Action item:
Copy each line of the listing below where the word "order" turns up.

Start of Data extracts

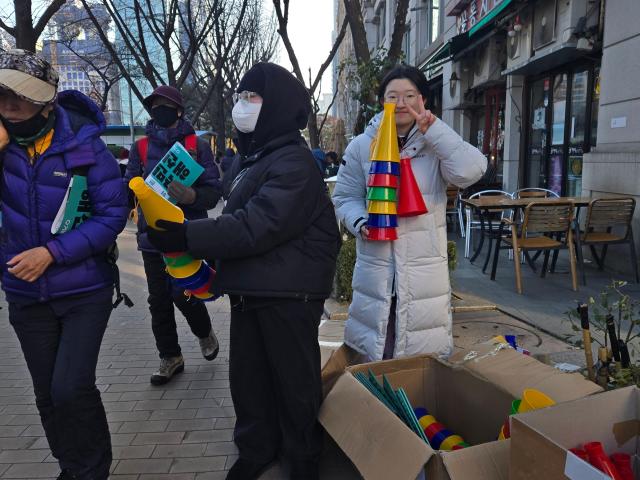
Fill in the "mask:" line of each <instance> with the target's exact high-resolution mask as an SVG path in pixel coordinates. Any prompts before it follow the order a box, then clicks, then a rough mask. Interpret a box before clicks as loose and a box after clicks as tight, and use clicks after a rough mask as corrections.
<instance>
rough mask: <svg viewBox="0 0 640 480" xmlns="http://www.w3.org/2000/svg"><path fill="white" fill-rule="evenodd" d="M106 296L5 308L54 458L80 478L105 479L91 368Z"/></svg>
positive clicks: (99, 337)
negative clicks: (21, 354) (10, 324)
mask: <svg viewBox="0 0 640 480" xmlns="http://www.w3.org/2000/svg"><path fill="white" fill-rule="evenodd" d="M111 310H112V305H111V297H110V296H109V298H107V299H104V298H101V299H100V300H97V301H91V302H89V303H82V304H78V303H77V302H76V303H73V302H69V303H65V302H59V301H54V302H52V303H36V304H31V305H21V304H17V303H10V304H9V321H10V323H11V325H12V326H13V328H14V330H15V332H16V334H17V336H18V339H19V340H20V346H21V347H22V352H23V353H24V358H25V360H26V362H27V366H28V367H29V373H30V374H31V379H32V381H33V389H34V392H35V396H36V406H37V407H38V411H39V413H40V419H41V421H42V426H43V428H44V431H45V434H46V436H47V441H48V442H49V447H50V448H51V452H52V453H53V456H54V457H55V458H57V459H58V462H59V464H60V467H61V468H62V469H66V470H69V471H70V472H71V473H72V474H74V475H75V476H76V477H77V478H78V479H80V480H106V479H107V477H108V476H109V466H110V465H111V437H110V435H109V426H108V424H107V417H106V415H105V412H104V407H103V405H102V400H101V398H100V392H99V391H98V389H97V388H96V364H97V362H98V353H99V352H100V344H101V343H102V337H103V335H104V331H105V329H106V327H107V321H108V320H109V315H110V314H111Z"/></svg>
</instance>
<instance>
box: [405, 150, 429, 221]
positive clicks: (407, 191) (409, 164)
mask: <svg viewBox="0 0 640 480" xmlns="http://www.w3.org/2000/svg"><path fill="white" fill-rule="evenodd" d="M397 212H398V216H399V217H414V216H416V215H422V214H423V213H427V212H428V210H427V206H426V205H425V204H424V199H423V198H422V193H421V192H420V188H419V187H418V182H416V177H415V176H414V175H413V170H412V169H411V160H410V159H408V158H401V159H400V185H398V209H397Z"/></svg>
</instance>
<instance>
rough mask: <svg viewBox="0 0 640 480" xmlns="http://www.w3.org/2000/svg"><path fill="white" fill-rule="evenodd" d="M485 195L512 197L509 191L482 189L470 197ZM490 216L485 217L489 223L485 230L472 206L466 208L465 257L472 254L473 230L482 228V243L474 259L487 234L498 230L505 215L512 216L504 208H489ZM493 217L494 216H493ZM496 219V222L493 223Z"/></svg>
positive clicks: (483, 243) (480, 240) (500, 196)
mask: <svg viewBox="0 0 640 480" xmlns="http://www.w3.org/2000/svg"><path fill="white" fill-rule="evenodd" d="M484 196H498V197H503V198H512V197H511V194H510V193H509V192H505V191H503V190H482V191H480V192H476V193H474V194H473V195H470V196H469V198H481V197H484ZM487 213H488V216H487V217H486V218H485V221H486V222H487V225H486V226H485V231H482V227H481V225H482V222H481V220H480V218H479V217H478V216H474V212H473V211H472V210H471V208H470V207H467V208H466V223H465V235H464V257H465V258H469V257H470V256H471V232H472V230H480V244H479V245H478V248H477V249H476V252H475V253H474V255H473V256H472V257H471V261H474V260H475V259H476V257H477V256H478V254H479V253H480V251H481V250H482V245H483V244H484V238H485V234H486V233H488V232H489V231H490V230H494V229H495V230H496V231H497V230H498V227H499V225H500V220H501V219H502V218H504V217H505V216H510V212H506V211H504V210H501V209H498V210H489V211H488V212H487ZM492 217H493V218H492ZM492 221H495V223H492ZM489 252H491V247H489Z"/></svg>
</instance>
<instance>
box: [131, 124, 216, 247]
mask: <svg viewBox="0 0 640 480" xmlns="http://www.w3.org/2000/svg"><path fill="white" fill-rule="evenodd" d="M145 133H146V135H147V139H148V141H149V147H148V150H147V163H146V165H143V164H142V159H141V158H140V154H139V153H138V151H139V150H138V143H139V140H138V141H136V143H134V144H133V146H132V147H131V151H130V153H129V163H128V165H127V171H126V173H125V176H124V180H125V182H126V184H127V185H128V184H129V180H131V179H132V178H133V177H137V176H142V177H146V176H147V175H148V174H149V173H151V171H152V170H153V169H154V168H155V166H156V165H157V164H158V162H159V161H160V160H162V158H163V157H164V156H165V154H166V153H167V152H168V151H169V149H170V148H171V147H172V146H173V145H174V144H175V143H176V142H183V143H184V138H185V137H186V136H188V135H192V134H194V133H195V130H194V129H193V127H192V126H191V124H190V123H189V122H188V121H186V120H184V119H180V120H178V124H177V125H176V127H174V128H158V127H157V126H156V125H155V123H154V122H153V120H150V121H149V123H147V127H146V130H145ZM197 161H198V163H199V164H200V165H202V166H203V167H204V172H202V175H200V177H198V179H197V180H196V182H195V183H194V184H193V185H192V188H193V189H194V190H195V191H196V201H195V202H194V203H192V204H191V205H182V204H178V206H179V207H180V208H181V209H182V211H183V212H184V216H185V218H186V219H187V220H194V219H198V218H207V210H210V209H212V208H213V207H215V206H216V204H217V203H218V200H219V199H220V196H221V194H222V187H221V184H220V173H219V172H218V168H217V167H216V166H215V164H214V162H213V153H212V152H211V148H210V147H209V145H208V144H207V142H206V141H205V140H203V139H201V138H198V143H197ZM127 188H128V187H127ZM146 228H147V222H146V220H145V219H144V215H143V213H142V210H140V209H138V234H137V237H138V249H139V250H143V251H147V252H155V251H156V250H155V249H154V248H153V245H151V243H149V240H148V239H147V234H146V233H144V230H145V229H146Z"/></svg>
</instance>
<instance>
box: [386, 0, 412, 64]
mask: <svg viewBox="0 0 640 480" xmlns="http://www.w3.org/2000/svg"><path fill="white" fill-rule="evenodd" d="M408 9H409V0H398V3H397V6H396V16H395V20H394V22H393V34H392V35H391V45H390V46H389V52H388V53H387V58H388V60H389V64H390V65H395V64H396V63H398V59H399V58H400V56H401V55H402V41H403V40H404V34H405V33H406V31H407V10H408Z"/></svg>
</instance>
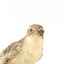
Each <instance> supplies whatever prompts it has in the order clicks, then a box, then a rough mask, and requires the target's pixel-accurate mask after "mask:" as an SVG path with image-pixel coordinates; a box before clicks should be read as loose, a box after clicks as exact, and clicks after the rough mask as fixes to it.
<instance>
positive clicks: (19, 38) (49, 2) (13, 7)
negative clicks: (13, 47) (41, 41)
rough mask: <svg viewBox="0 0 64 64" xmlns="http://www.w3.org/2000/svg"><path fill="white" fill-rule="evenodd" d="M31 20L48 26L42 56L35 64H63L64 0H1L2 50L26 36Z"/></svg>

End of Data extracts

Exercise result:
Fill in the "mask:" line of each <instance> with the target's exact high-resolution mask as an SVG path in pixel coordinates. Any prompts before it follow the order a box, then clicks, then a rough mask. Interpret a box before clicks as loose and a box after clicks as tight, and use clicks after a rough mask as corrections.
Each <instance> supplies whatever prompts it has in the order clicks, then a box, then a rough mask, and requires the target's pixel-accurate mask after "mask:" as an SVG path with image-pixel coordinates; a box before clicks should be read as loose, a box after clicks as exact, and clicks after the rough mask as fixes to it.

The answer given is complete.